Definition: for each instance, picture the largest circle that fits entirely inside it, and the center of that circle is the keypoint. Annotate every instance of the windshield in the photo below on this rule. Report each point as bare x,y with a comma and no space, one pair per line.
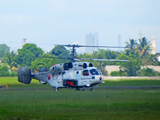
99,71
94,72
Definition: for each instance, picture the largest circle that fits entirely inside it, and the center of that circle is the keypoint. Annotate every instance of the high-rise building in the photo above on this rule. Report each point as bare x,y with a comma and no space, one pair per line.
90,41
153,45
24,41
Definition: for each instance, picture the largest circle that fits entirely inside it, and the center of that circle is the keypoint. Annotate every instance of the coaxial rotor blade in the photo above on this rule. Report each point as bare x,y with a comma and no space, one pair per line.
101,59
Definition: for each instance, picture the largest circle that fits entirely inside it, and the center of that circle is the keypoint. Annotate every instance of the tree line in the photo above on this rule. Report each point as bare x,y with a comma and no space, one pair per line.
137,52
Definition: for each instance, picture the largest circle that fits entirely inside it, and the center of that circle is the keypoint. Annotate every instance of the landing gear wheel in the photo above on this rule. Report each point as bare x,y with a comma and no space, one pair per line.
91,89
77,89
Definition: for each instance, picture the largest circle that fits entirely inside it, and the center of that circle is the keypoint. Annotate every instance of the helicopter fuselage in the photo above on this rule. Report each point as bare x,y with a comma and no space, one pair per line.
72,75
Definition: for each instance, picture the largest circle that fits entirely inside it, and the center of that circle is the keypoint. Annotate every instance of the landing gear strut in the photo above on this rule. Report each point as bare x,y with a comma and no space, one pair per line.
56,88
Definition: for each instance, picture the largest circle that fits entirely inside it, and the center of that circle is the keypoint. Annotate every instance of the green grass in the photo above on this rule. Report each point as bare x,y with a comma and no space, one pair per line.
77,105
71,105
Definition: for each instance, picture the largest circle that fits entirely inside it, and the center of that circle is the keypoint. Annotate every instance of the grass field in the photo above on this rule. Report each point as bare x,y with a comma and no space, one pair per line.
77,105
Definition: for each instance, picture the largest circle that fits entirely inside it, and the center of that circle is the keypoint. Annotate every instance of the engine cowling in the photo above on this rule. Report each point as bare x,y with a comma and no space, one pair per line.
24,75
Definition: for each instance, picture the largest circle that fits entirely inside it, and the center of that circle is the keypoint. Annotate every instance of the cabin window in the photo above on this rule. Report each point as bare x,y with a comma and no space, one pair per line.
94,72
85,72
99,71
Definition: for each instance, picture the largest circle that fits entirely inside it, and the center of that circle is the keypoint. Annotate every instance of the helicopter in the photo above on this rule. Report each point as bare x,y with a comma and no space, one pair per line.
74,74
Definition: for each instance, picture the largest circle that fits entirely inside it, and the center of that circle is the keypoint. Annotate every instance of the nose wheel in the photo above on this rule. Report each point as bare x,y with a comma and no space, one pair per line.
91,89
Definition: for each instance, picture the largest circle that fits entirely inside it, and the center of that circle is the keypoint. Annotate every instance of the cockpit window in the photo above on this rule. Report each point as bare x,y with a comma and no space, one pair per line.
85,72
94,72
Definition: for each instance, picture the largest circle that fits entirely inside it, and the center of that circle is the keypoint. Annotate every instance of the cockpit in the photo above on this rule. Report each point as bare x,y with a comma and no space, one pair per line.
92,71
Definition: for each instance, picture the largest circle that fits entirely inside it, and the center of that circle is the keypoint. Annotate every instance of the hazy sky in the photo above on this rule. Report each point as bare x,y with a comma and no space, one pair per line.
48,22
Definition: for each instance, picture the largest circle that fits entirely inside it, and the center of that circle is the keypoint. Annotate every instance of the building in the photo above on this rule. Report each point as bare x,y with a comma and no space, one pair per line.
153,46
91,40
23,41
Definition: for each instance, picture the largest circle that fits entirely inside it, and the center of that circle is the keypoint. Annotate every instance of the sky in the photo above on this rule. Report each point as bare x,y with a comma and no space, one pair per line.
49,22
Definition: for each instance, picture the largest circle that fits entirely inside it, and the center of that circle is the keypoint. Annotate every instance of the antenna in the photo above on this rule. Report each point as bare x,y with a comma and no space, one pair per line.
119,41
* * *
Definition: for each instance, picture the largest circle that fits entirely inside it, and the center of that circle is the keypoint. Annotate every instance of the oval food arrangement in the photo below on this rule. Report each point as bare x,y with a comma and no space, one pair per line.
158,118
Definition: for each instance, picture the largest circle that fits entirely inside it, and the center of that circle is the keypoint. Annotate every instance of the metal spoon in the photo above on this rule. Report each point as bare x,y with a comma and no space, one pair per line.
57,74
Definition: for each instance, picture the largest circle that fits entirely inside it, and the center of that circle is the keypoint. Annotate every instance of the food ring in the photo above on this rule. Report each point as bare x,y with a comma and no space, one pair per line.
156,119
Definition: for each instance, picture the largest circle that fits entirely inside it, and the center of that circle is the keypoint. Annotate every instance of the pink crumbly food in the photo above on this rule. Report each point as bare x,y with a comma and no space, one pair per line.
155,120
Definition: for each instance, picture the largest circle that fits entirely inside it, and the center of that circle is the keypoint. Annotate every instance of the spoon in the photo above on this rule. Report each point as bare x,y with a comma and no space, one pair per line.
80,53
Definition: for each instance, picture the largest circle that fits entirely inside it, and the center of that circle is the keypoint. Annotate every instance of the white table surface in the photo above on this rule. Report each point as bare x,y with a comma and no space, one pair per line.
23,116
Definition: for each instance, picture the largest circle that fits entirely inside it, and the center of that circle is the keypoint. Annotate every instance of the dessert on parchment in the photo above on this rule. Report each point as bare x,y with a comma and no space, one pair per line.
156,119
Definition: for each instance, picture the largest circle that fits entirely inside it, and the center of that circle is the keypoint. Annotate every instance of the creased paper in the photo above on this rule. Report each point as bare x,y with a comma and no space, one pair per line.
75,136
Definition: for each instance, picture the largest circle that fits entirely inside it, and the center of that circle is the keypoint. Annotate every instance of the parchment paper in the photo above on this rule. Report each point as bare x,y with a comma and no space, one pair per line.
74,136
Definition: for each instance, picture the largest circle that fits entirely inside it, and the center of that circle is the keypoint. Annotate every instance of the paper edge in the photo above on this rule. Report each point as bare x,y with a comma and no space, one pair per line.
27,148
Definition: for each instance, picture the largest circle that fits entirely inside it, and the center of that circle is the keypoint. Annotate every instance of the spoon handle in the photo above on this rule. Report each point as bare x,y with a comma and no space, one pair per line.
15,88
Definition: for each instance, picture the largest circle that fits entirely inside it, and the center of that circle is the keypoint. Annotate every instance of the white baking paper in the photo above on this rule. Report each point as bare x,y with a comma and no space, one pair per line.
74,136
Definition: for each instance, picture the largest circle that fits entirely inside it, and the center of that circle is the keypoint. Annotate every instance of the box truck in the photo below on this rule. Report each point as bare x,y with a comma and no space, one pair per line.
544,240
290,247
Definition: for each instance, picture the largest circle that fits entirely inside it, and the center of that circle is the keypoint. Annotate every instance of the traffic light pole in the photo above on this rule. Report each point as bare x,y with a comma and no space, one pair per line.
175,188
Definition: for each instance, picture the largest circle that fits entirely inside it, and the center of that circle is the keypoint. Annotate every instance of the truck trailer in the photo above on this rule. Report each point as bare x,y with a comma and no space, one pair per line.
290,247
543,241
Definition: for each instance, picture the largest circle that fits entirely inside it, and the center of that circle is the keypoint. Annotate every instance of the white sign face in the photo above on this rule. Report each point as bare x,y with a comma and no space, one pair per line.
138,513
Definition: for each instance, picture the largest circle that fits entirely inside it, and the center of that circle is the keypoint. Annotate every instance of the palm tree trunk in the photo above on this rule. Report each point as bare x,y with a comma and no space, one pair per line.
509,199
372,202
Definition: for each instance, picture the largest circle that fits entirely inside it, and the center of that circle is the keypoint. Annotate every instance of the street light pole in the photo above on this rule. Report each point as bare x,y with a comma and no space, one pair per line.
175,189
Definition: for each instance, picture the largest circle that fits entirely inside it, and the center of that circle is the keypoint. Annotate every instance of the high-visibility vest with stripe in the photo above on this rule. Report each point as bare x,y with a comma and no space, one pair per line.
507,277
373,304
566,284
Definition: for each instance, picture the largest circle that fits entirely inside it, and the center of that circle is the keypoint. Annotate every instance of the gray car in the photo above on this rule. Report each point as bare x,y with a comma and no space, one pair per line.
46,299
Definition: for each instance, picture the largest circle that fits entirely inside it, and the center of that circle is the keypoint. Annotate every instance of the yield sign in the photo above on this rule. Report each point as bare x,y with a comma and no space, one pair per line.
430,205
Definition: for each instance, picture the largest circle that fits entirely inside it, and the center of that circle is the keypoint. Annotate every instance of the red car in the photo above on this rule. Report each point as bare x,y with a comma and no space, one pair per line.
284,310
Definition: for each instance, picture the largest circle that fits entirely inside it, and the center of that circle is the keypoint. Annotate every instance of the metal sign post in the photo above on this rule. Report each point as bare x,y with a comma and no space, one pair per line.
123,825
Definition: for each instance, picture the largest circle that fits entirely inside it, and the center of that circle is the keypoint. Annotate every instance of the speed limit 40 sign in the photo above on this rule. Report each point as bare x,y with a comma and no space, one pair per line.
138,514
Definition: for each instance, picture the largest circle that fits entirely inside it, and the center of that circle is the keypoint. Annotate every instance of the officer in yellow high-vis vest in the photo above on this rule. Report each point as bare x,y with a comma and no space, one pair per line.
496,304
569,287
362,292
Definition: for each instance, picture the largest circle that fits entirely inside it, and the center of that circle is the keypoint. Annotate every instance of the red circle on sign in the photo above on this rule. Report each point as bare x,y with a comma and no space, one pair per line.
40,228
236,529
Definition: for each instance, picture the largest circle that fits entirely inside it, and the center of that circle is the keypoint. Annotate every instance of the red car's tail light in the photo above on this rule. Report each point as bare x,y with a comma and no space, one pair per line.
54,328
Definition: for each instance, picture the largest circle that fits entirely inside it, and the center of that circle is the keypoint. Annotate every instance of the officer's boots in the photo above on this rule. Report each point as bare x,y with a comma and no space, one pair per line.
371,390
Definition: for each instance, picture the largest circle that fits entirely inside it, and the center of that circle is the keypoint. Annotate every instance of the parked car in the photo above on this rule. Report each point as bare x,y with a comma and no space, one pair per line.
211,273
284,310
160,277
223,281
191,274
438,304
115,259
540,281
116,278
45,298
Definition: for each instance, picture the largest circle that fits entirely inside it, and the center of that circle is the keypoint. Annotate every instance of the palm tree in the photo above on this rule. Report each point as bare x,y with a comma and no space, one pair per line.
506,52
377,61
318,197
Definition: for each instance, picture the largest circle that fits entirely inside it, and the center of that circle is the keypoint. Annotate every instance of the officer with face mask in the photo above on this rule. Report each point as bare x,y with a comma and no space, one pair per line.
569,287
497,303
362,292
--
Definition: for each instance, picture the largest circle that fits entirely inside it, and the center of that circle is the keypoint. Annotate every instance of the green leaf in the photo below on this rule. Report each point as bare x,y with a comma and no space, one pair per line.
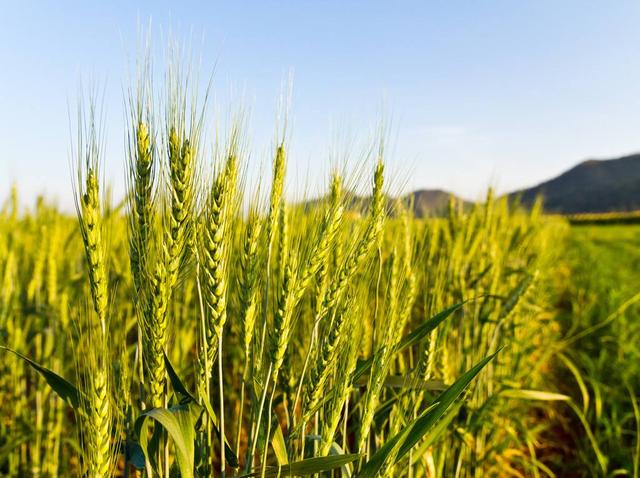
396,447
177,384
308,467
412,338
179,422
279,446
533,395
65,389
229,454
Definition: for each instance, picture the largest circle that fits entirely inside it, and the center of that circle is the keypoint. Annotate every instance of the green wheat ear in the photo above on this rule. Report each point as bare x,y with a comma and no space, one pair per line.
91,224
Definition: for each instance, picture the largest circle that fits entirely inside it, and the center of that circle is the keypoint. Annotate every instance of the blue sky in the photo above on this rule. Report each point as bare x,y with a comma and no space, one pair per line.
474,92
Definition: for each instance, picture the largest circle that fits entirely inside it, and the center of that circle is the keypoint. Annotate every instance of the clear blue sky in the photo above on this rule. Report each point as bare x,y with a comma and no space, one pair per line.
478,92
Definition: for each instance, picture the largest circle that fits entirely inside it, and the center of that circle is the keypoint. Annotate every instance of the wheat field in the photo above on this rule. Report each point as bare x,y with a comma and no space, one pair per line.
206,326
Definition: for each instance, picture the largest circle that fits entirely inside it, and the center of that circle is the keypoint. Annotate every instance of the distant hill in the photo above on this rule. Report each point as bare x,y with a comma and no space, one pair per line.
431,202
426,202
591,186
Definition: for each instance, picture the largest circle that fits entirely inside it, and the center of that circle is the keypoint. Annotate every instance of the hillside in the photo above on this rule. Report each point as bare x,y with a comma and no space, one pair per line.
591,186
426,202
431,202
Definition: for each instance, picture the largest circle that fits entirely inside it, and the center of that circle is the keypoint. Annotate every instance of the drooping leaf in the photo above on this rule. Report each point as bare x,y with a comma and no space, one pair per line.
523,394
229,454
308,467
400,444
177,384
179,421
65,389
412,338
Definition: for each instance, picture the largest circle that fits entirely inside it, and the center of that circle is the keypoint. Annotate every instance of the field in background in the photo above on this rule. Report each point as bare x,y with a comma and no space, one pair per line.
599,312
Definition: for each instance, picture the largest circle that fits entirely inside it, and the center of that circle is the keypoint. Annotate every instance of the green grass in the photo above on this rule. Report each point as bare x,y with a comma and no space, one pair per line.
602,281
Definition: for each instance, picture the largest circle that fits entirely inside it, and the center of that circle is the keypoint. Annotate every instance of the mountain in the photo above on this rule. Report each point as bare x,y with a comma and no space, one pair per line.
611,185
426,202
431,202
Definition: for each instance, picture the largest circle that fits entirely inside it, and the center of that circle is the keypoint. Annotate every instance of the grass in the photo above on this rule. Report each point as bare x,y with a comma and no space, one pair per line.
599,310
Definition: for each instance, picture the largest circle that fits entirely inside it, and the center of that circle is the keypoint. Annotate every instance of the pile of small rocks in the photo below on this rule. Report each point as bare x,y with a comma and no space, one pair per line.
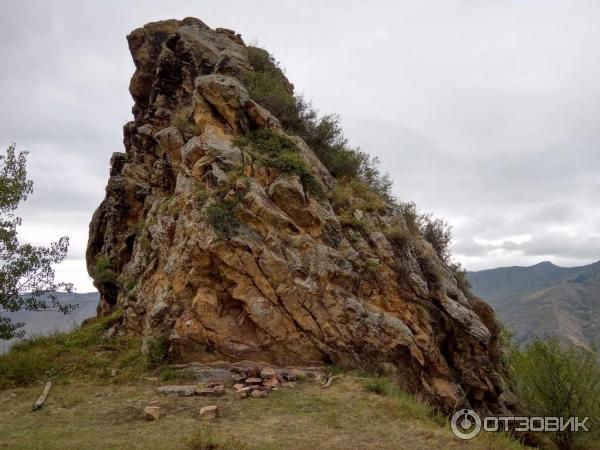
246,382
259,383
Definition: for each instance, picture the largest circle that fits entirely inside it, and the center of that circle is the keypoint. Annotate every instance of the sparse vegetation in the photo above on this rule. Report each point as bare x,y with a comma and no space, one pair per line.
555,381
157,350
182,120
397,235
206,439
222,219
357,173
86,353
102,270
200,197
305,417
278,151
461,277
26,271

■ SHORT PROBLEM
Show each line from the records above that contains the string "wheat". Case matters.

■ THE ANSWER
Definition: for each instance, picture the largest circle that fits entirely inside it, and the center of that circle is the keypoint. Annotate every instance of the green wheat ear in the photo above on this rule. Report each point as bare x,y with a comma and no space, one pair per line.
Definition: for each instance, picture the largest circle that fits entirely inside it, and the center of that circle is the keypoint. Annotate every instance of the wheat field in the photo above on this rule. Report each point as bare x,y with a comma and no space, one pair per line.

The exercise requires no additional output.